Instruction A
Pick out each line of the records that contains the word "ground" and copy those lines.
===== Selection
The vast, fertile plains of Vietnam's northern delta are often referred to as the "cradle of Vietnam." Though close to the capital, the delta is a relatively unexplored region,and not an easy one to travel in. Like much of rural Vietnam, it has seen few benefits from the greater economic freedoms of the last decade. In fact, walking into one of the delta's bamboo-screened villages is like entering a different world. Dynasties and ideologies come and go, but here the local saying still holds true: the power of the King (or nowadays, the Party) stops at the village gate. I'm reminded of this quite forcefully when I visit a noodle-making village near Hanoi. Only with the help of an interpreter/guide do I eventually find it - but what a place! The village is a lovely, old, red-roofed storybook town tucked into the lee of an embankment. Racks of plump, white noodles dry in the sun. Nearby, villagers stir great, boiling vats of a murky liquid. No sooner do I start asking questions - and jotting down the answers - when a man on a motorbike arrives and "invites" me to go to the village office. So off we go! On the surface it's all very pleasant. Dinky little cups of green tea are poured while a curious crowd gathers outside. We chat about this and that and slowly the conversation comes round to what I'm doing. It soon becomes clear that despite what they are saying in Hanoi about promoting tourism, it hasn't filtered down this far. Not so long before, a guidebook writer had been thrown out of Vietnam, apparently for taking notes. So when the officer behind the desk, wearing a green, army tunic and a self-important air, demands my passport, I begin to worry. My attempts at explaining why foreigners are interested in what he obviously regards as a very ordinary village in the middle of nowhere fall on deaf ears. Apparently he finds my story about tourism nothing more than a clever ruse. I am obviously a spy intent on stealing his world-beating noodle recipe. Perhaps I will set-up a rival operation and put his village out of business. It's such an amusing idea that I forget to be angry! We part on amicable terms, though I never do discover more about noodles.
==========
===== Records to process
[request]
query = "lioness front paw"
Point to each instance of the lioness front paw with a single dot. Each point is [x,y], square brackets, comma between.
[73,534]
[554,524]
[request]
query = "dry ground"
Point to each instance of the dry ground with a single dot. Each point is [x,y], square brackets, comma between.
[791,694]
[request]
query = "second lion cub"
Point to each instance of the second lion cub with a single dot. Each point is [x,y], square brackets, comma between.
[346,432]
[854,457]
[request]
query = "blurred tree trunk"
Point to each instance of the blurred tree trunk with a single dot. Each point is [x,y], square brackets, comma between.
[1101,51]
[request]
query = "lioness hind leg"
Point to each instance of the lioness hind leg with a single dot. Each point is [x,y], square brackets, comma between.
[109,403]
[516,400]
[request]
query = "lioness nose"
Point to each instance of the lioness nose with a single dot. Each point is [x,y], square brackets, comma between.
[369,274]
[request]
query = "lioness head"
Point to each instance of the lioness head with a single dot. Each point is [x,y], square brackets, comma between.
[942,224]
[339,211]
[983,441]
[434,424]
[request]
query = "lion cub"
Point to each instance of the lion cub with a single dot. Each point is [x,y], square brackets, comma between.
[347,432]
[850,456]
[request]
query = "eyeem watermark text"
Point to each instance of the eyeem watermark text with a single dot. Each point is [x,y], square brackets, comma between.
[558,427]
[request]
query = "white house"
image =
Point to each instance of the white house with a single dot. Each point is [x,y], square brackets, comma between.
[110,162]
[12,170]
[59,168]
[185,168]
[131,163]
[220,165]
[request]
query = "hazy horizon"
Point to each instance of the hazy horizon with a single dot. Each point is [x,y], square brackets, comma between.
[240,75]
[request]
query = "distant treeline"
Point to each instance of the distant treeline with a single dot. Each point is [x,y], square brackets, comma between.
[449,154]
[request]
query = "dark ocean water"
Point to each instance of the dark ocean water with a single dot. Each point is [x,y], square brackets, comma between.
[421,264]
==========
Instruction B
Condense the paragraph of the travel passage beginning "The vast, fertile plains" into a shorter version that keeps its main facts.

Exercise response A
query = "dry ground"
Point to each instance of the dry ground with a single dot. Each point is [x,y], square brackets, comma between.

Exercise response B
Vietnam's northern delta, known as the "cradle of Vietnam," is close to the capital. Still, it is relatively unexplored and hard to travel in, and it has gained little from the last decade's economic freedoms. A local saying there holds that the power of the King (now the Party) stops at the village gate. With an interpreter/guide's help, I find a noodle-making village near Hanoi. It is an old, red-roofed town where noodles dry in the sun and villagers stir boiling vats. Soon after I start asking questions and taking notes, a man on a motorbike "invites" me to the village office. Over green tea, it becomes clear that Hanoi's talk of promoting tourism hasn't reached this far. A guidebook writer had not long before been thrown out of Vietnam, apparently for taking notes, so I worry when an officer in an army tunic demands my passport. He dismisses my story about tourism as a ruse and seems to take me for a spy after his noodle recipe. The idea is so amusing that I forget to be angry. We part on amicable terms, though I learn nothing more about noodles.